Tasks -
a) Translate this sentence from the indemnification clause into Spanish: "The Indemnifying Party's liability to any Indemnified Party hereunder shall not be extinguished solely because any other Indemnified Party is not entitled to indemnity hereunder."
b) Lay out the photo labeling records below as a two-column CSV with the columns request and points, one row for each request. Put each field in quotes, turn line breaks into spaces, and leave the pictures out.

Selected extract -
════════════════════

The Indemnifying Party's liability to any Indemnified Party
hereunder shall not be extinguished solely because any other Indemnified Party
is not entitled to indemnity hereunder.
The Indemnification provided for under this Agreement will remain
in full force and effect regardless of any investigation made by or on behalf of
the Indemnified Party or any officer, director or controlling person of such
Indemnified Party, and will survive the Transfer of Registrable Securities. The
failure of any Indemnified Party or Parties to give notice as provided herein
shall relieve the Indemnifying Party of its obligations under this Section 2.6
only to the extent that such failure to give notice shall materially adversely
prejudice the Indemnifying Party in the defense of any such claim or any such
litigation.

════════════════════

Input -
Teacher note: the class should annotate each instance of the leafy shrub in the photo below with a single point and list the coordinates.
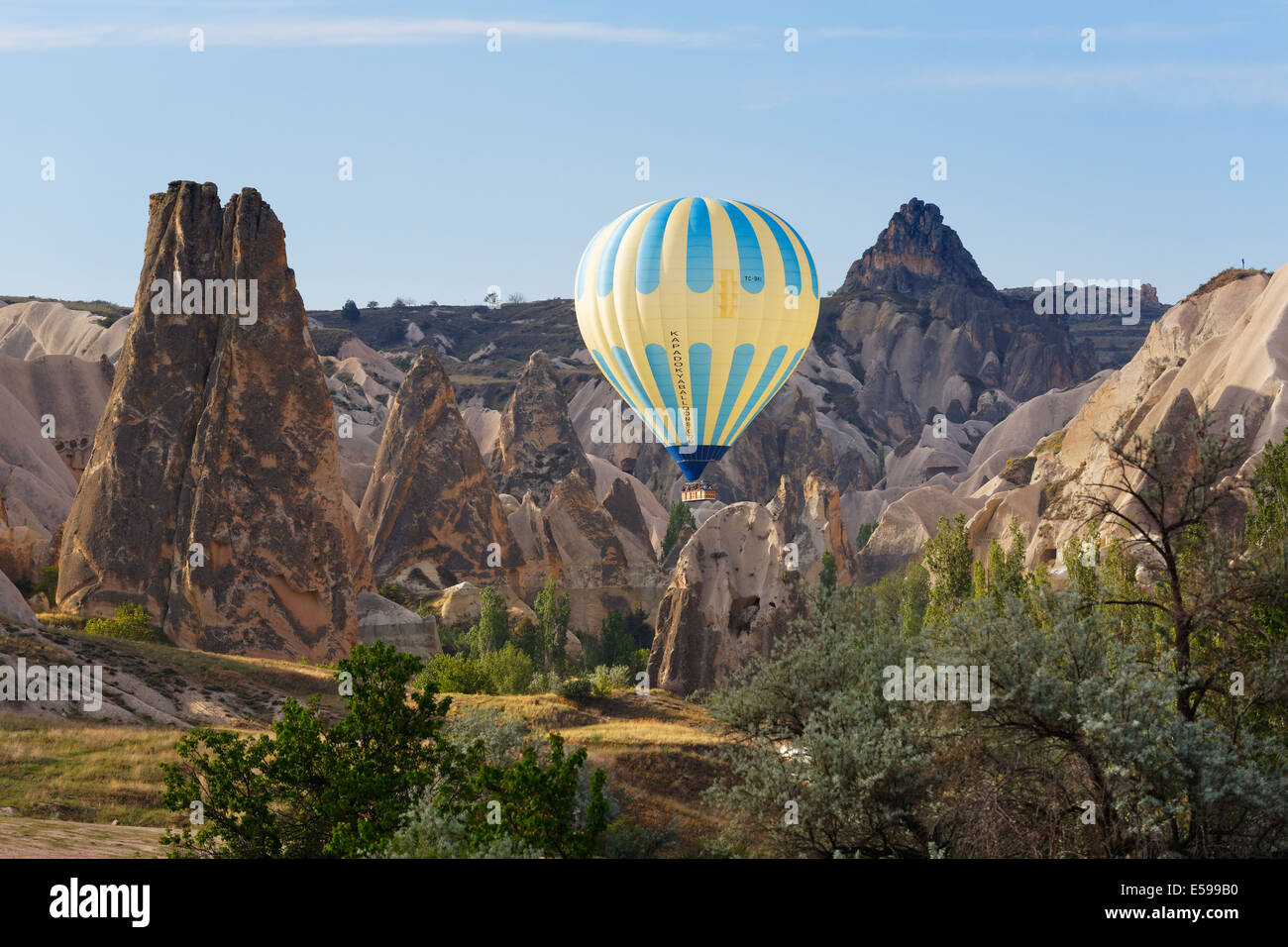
(576, 688)
(493, 672)
(314, 789)
(679, 517)
(605, 680)
(506, 671)
(132, 622)
(625, 838)
(532, 806)
(545, 682)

════════════════════

Answer set -
a) La responsabilidad de la Parte Indemnizadora frente a cualquier Parte Indemnizada en virtud del presente no se extinguirá únicamente porque cualquier otra Parte Indemnizada no tenga derecho a indemnización en virtud del presente.

b)
request,points
"Teacher note: the class should annotate each instance of the leafy shrub in the photo below with a single point and list the coordinates.","(576, 688) (493, 672) (314, 789) (679, 517) (605, 680) (506, 671) (132, 622) (625, 838) (532, 806) (545, 682)"